• _What needs to be done_: Only the lines below starting at the one containing "Target: wooden plank" and ending at the one containing "Guideline: one marker per instance of the wooden post, placed" belong in the answer, each copied exactly.
Start of The data
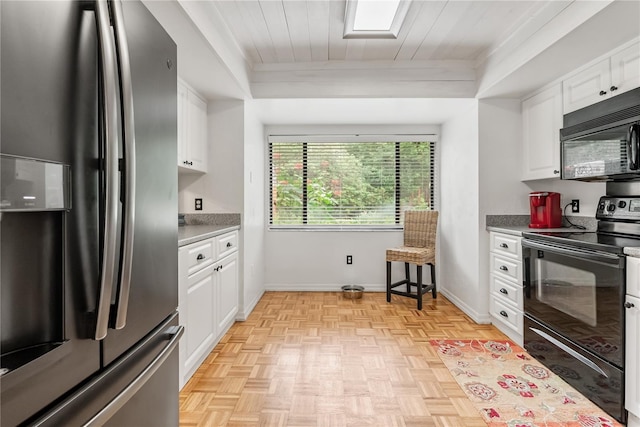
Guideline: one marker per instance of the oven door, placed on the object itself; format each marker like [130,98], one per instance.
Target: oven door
End of The data
Start of The data
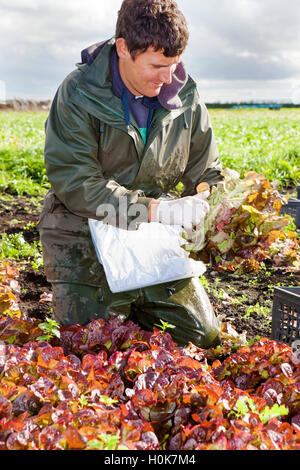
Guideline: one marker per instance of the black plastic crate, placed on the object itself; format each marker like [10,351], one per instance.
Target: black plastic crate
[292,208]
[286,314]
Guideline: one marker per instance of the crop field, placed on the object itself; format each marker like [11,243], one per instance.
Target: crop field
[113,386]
End of The data
Start of The data
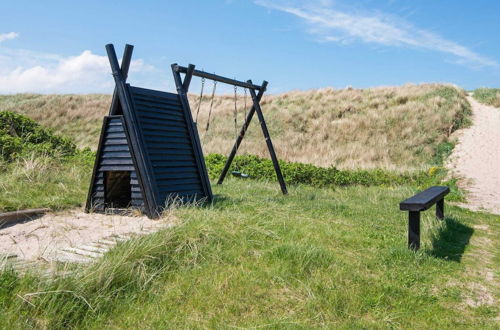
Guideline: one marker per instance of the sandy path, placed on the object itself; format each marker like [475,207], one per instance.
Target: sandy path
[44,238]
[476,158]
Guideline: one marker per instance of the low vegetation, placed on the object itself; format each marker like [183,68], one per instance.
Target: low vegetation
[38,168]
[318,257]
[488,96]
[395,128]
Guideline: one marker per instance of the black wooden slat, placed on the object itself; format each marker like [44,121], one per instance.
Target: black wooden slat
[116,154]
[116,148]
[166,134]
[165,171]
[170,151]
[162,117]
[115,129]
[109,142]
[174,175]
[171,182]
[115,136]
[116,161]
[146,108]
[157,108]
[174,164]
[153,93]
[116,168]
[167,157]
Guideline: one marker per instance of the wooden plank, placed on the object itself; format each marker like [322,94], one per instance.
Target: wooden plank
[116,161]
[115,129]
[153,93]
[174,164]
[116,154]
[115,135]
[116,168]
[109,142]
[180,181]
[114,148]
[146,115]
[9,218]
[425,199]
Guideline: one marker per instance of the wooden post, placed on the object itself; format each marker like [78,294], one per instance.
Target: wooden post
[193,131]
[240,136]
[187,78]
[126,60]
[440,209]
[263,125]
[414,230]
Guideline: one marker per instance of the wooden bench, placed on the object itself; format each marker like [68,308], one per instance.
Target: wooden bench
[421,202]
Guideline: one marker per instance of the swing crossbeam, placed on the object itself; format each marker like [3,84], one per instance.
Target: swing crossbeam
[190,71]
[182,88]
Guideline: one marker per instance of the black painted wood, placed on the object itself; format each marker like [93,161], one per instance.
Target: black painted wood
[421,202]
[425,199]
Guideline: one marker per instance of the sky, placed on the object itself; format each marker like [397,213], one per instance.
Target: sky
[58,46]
End of The data
• _Output_:
Target: wooden plank
[116,161]
[115,129]
[153,93]
[174,164]
[116,154]
[115,135]
[116,168]
[109,142]
[180,181]
[114,148]
[146,115]
[9,218]
[425,199]
Guideline: one marker per instance of the wooden post, placed on the object itself; format each marker like [78,294], one per instance.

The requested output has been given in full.